> [WHAT YOU SHOULD DO] Render every line of the rows below as a numbered list, omitting any blank lines.

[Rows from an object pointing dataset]
◆ ◆ ◆ ◆ ◆ ◆ ◆
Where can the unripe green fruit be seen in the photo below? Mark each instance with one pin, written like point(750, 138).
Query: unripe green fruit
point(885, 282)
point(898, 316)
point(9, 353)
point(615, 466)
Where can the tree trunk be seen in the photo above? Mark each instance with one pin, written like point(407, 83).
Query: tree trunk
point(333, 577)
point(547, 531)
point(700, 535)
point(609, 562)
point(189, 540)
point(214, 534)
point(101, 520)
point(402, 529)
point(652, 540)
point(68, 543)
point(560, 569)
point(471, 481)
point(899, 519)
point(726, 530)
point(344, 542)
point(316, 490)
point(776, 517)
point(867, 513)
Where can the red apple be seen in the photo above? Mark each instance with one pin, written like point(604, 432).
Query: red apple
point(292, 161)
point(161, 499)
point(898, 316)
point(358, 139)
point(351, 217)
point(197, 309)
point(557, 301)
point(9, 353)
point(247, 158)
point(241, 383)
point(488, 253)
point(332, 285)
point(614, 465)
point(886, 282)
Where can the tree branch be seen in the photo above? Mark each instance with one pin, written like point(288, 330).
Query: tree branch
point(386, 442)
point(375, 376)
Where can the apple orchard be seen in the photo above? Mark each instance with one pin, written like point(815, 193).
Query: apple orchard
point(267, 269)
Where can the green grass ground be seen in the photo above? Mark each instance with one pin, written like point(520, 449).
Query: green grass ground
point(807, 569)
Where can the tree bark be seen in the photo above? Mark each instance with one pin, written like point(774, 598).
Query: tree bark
◆ ◆ ◆ ◆ ◆ ◆ ◆
> [ANSWER TO THE TASK]
1. Where can the unripe green fruit be seen in the photo below? Mark each instance with one pin, written like point(750, 138).
2. Query: unripe green fruit
3. point(885, 282)
4. point(898, 316)
5. point(9, 353)
6. point(615, 466)
7. Where can the tree trunk be seen in the photo above? Mark each instance with one pin, written like point(407, 83).
8. Query: tree trunk
9. point(333, 577)
10. point(547, 531)
11. point(700, 535)
12. point(609, 562)
13. point(189, 540)
14. point(214, 534)
15. point(101, 520)
16. point(402, 529)
17. point(652, 540)
18. point(68, 543)
19. point(560, 569)
20. point(471, 481)
21. point(899, 519)
22. point(726, 530)
23. point(344, 542)
24. point(316, 490)
25. point(776, 517)
26. point(867, 513)
27. Where can the red apple be seen in the photo above? Mark each instance with one pin, written like point(604, 432).
28. Query: red apple
29. point(292, 161)
30. point(161, 499)
31. point(898, 316)
32. point(358, 139)
33. point(351, 217)
34. point(197, 309)
35. point(557, 301)
36. point(9, 353)
37. point(247, 158)
38. point(241, 383)
39. point(488, 253)
40. point(332, 285)
41. point(614, 465)
42. point(886, 282)
43. Where can the tree branch be seen in the photo above? Mark each instance with one pin, written like point(288, 330).
44. Query: tree branch
45. point(386, 442)
46. point(375, 376)
47. Where can the apple orchard be seen in the photo above? Mark each instance with one pin, written like point(815, 193).
48. Query: apple orchard
49. point(267, 269)
50. Where can the green grass ground be seen in the photo above? Mark each instance with one pin, written like point(520, 449).
51. Query: green grass ground
52. point(807, 569)
53. Where can the tree bark be seen in the photo above? Mark each instance with one pin, written like point(774, 598).
54. Query: tree bark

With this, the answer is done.